● **Work instructions**
Whichever lines include the word "decorative", copy them as they appear in the data.

● **Record set**
—————
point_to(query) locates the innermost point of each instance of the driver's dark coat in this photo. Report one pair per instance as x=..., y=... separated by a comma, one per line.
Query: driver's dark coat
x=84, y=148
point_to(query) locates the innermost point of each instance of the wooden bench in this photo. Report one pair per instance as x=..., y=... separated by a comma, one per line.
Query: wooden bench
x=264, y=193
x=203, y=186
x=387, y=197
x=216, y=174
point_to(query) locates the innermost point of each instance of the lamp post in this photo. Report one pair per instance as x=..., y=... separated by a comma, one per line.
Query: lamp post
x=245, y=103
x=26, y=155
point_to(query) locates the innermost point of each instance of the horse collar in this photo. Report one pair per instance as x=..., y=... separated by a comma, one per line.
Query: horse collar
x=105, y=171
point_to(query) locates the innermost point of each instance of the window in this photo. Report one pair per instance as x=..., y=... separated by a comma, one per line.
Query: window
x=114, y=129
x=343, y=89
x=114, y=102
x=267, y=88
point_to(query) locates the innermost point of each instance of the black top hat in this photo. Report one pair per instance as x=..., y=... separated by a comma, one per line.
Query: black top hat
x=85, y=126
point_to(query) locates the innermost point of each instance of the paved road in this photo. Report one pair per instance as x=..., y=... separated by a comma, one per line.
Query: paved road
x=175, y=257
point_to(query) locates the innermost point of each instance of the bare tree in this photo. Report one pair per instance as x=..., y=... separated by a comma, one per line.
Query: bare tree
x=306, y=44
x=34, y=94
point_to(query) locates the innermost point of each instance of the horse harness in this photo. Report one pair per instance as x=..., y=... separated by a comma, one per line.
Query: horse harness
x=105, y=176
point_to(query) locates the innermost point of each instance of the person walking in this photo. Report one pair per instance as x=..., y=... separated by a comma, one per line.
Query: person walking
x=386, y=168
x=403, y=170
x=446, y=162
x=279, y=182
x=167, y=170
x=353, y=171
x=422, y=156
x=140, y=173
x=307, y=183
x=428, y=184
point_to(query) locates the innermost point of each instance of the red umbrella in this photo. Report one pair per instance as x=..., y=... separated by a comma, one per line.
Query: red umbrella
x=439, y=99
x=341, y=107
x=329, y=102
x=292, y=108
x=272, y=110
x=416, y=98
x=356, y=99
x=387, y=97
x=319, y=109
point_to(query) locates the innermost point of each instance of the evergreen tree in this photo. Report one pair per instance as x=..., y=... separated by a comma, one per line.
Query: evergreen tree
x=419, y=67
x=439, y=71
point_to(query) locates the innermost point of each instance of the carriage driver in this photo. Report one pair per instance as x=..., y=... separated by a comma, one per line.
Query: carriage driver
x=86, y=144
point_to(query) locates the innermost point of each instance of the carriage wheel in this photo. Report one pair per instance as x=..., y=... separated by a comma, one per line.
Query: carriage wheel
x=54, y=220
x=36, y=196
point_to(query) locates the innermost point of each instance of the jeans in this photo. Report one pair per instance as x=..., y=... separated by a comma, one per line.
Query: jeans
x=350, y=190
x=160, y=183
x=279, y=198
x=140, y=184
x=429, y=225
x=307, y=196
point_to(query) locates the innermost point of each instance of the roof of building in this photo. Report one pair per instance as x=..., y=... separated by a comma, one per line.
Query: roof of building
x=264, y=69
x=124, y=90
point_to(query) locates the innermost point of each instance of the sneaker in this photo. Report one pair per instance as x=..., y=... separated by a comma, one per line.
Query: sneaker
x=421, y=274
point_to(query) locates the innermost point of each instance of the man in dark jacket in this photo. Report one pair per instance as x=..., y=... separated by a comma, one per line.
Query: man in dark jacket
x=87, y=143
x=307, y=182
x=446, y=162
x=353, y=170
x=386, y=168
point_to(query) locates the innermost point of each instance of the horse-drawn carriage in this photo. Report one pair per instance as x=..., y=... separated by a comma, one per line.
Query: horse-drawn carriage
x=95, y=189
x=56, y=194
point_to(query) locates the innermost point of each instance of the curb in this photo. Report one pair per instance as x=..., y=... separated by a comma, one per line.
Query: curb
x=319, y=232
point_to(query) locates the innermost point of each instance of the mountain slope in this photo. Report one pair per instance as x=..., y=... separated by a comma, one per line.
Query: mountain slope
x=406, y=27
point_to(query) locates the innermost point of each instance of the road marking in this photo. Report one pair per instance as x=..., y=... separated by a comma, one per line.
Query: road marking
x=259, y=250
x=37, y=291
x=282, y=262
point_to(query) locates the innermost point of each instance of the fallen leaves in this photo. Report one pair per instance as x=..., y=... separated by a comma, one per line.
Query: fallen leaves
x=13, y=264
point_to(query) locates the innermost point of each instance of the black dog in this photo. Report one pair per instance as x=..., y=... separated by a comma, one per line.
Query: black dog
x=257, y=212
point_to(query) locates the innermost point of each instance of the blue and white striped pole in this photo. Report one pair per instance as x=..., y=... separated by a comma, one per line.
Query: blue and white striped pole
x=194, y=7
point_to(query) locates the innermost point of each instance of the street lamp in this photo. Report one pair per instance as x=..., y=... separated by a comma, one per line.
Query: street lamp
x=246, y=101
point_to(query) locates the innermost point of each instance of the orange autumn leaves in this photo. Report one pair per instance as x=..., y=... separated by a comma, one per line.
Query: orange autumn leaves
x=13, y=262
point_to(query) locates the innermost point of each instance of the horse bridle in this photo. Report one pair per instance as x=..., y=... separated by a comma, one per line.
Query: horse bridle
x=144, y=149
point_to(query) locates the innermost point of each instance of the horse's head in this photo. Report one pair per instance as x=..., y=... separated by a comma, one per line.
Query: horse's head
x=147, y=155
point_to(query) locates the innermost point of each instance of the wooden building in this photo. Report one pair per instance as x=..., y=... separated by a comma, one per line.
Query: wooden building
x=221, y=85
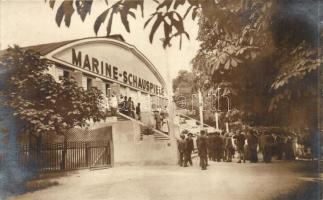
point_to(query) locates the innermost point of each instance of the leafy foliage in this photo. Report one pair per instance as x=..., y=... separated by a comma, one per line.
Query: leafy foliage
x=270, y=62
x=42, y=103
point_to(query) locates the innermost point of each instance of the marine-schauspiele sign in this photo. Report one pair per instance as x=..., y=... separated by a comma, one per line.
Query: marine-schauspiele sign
—————
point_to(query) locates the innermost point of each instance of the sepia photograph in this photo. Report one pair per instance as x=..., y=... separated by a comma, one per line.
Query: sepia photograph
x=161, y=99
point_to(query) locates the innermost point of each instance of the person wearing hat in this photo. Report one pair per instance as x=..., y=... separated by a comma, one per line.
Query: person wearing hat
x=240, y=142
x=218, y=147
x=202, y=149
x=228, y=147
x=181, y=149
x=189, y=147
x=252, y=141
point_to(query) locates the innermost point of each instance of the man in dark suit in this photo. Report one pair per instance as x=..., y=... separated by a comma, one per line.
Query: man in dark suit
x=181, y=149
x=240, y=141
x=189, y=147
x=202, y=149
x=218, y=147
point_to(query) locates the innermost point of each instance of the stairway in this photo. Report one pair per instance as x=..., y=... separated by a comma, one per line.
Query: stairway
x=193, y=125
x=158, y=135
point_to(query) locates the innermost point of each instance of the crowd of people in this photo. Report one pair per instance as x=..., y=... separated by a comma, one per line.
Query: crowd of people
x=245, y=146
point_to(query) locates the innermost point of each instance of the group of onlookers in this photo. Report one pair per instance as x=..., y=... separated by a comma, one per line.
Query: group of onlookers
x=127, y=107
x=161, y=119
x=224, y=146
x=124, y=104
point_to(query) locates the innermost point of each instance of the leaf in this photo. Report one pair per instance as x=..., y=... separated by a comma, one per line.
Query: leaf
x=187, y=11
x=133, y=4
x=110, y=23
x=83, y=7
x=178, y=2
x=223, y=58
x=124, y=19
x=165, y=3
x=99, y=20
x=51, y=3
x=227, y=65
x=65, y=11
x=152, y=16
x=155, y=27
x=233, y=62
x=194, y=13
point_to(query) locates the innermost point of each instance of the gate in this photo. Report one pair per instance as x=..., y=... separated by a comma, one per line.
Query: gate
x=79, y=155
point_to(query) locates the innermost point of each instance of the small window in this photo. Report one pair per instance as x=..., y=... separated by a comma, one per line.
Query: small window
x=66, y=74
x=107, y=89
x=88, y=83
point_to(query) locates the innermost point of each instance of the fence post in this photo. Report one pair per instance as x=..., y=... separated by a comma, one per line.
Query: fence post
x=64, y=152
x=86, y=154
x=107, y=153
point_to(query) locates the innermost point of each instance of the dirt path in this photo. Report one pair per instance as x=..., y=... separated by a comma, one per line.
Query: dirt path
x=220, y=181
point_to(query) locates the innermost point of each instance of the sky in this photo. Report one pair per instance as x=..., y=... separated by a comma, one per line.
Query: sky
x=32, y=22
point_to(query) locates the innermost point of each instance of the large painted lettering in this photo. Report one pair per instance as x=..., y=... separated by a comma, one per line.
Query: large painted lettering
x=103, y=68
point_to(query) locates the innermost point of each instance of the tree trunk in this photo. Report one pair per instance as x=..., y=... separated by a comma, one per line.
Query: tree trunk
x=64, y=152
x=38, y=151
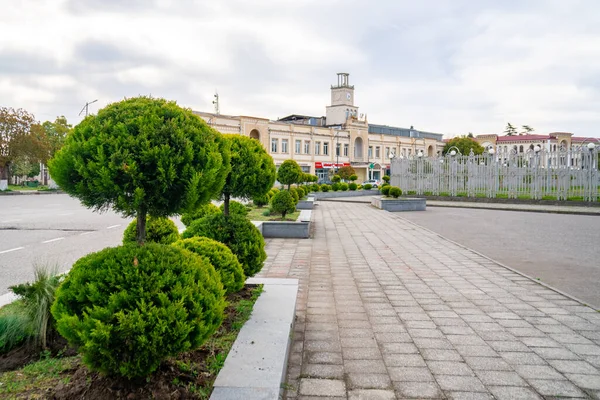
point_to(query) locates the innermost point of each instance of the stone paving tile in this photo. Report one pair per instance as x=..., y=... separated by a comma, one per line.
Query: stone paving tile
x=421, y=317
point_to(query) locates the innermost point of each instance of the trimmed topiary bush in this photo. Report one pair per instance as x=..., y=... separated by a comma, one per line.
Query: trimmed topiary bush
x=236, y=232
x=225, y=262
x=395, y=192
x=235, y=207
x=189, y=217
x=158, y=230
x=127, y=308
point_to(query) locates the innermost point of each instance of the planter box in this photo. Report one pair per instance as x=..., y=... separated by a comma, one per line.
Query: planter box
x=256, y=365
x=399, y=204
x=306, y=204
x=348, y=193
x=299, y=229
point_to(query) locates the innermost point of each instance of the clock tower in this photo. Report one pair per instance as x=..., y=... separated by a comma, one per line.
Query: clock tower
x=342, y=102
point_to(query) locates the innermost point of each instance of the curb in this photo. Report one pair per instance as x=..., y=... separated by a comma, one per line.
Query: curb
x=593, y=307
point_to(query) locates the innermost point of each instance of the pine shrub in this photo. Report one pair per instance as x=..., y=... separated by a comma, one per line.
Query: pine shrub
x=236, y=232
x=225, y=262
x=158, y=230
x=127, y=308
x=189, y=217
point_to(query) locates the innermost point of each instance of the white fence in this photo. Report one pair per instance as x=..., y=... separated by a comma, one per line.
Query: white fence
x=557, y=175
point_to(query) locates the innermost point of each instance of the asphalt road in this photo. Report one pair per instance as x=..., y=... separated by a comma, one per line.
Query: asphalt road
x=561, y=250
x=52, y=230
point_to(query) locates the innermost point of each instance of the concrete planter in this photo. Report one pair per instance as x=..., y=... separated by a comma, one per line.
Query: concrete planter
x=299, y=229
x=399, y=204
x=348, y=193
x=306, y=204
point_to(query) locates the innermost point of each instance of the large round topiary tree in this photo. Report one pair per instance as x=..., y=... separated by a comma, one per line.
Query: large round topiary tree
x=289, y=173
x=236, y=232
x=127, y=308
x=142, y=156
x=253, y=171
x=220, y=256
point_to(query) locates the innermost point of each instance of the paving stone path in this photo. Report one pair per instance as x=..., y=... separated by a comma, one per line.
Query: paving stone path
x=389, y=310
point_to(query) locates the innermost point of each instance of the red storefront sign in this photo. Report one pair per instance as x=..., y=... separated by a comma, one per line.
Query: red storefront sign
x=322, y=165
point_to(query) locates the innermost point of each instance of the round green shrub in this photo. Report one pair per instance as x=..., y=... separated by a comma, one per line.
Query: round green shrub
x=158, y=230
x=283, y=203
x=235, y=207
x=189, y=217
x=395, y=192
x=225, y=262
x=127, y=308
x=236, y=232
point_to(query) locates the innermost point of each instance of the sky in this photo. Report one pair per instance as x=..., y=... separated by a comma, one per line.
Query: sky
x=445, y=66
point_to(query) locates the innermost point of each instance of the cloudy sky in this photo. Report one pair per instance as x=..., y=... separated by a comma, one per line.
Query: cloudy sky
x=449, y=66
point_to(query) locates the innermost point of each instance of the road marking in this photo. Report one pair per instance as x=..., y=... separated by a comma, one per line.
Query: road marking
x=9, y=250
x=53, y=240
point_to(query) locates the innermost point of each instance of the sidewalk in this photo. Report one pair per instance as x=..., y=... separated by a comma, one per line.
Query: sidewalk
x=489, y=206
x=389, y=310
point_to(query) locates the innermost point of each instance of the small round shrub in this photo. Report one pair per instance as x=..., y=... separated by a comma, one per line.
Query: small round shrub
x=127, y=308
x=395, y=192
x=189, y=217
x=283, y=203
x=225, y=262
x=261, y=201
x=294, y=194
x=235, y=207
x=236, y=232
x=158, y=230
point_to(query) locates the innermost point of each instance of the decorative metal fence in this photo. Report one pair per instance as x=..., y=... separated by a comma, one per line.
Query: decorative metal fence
—————
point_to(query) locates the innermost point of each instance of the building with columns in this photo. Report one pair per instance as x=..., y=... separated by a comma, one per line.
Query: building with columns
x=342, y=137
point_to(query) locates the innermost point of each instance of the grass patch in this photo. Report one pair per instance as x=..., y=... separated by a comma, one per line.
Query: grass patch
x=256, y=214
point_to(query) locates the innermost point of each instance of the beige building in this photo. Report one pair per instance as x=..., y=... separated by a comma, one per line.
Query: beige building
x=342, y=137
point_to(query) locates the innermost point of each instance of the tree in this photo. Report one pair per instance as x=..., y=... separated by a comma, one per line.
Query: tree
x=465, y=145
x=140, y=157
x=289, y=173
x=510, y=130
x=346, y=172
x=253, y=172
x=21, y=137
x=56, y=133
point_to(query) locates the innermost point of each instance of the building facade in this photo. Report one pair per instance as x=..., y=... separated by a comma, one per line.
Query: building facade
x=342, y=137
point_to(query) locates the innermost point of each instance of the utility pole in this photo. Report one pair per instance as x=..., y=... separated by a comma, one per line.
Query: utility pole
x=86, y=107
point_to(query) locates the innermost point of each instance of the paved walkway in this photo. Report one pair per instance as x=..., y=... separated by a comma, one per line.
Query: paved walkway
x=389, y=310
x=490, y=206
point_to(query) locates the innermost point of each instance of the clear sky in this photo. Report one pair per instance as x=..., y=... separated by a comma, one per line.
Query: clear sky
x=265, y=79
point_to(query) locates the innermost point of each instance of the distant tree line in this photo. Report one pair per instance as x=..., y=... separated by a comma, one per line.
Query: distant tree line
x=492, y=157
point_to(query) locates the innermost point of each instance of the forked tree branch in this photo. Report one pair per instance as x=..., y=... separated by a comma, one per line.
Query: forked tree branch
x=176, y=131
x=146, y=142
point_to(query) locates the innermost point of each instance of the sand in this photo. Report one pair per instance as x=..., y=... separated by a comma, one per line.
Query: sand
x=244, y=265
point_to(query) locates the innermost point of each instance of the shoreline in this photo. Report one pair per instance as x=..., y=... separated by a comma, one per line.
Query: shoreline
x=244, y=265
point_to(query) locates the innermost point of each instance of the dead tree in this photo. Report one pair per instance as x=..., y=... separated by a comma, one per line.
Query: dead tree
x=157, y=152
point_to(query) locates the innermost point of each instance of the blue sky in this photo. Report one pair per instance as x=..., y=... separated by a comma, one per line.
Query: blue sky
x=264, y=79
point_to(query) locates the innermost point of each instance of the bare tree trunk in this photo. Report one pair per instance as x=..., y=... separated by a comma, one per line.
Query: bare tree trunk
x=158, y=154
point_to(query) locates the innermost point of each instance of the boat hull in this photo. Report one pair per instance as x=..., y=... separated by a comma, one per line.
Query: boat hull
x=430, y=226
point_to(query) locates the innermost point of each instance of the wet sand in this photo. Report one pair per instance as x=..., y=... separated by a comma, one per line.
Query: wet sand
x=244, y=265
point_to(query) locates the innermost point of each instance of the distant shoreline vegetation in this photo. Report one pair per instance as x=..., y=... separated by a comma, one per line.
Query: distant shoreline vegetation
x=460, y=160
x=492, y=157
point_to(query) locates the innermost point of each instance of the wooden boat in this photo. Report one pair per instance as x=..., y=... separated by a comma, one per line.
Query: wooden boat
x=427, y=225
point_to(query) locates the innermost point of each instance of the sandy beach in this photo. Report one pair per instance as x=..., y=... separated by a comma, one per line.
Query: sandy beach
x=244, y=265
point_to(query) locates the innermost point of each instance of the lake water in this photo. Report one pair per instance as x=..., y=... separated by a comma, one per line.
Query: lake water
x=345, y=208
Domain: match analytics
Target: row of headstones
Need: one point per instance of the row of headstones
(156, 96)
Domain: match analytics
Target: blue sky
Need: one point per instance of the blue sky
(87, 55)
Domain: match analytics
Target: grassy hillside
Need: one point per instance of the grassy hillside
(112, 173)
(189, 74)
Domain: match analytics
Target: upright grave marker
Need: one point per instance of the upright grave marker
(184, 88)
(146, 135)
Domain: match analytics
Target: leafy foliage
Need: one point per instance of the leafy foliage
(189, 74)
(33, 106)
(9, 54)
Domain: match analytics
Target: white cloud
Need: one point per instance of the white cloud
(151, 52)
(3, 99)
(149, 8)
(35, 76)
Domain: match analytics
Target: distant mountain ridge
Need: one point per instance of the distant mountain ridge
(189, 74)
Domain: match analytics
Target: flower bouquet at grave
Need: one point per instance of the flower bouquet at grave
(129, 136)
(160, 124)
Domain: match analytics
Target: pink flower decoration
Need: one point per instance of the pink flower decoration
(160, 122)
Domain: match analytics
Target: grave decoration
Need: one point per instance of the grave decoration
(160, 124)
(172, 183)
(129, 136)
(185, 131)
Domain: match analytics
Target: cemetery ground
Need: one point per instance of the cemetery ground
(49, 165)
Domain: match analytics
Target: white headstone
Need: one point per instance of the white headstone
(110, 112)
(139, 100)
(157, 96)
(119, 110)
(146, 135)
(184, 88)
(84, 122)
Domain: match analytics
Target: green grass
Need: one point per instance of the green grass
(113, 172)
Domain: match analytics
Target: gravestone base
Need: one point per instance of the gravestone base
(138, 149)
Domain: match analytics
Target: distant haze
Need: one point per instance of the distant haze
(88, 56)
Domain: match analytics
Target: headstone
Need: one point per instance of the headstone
—————
● **The answer**
point_to(query) locates the innermost point of each instance of the decorative metal fence in this photo. Report one pair per instance as x=..., y=... separated by a comma, one per line.
Query: decorative metal fence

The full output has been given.